Copy the lines starting with the one that contains "Could you point out the side" and going on through the end of the records, requests included. Shift every coordinate in the answers up by 25.

[Named-object pointing records]
[Begin]

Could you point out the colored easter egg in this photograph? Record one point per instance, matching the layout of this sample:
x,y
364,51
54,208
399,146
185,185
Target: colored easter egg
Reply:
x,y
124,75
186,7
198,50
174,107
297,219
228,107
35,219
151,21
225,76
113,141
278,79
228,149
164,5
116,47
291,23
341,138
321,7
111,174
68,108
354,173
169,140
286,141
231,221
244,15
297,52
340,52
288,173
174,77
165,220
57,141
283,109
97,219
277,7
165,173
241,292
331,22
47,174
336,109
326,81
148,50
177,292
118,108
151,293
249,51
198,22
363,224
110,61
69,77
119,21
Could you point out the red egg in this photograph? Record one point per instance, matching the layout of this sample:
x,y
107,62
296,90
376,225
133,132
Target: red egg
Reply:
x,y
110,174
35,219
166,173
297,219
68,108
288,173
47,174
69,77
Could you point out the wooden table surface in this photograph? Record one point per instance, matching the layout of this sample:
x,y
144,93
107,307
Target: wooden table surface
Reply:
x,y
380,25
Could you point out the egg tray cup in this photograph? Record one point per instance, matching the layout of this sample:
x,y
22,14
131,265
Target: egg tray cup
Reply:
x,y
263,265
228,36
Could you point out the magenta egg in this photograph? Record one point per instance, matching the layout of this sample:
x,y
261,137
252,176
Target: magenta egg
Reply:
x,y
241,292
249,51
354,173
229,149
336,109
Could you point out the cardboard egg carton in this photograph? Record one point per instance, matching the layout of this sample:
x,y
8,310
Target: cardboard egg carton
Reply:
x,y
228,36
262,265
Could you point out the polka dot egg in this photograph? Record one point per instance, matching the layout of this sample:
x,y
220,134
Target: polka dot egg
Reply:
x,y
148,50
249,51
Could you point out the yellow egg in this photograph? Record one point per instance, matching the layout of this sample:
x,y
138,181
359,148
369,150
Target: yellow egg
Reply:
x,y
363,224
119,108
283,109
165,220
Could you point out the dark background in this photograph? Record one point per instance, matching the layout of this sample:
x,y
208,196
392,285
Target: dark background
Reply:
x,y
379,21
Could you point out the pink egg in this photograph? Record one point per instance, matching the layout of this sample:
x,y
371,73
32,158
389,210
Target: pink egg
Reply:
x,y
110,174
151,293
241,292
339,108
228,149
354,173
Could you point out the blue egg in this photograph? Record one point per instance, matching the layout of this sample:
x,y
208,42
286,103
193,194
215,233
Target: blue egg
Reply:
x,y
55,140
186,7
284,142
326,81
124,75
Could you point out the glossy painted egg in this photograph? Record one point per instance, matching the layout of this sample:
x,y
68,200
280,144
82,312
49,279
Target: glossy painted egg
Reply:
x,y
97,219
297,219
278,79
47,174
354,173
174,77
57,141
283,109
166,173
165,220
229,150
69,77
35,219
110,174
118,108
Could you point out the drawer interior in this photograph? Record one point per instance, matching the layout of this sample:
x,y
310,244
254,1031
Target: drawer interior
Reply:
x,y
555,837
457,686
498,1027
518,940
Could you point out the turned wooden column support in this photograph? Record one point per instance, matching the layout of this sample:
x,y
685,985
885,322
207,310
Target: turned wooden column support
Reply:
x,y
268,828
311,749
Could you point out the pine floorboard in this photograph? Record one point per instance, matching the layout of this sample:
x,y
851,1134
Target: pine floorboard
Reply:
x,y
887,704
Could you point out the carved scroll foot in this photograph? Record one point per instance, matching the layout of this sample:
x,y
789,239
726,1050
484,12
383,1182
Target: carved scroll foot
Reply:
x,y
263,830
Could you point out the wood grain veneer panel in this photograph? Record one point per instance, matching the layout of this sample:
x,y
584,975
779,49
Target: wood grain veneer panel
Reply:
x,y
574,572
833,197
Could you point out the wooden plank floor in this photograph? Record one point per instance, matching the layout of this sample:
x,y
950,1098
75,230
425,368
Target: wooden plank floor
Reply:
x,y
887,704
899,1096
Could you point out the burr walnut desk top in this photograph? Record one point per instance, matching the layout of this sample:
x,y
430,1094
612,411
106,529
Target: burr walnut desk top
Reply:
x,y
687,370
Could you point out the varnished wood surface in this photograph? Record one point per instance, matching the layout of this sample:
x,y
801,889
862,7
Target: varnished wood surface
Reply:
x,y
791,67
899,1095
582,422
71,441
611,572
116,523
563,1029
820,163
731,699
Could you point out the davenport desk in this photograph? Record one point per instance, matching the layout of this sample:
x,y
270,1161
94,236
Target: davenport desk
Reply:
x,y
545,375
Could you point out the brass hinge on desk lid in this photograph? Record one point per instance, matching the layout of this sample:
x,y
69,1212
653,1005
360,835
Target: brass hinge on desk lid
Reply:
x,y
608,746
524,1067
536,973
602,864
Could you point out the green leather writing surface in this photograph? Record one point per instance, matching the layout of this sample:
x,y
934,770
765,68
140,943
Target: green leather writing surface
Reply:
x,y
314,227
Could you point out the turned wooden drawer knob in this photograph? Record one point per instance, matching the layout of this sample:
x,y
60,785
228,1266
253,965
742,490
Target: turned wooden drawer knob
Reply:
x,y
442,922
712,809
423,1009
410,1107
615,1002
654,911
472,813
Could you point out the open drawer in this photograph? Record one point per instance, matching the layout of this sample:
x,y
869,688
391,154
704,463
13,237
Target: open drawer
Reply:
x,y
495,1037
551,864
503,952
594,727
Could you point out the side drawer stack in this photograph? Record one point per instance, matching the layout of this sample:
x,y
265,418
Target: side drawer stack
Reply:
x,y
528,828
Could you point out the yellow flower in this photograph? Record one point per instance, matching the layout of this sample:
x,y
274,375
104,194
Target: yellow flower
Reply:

[End]

FINISHED TASK -
Could you point out the side drawer stack in this photograph? Record one point per instance, matching the layout of this sample:
x,y
265,418
Target: side drawer stack
Reply:
x,y
553,853
Could you point out the yellow flower in this photograph? Record one point per instance, matching the layout of this sample:
x,y
274,375
104,194
Target: yellow flower
Reply:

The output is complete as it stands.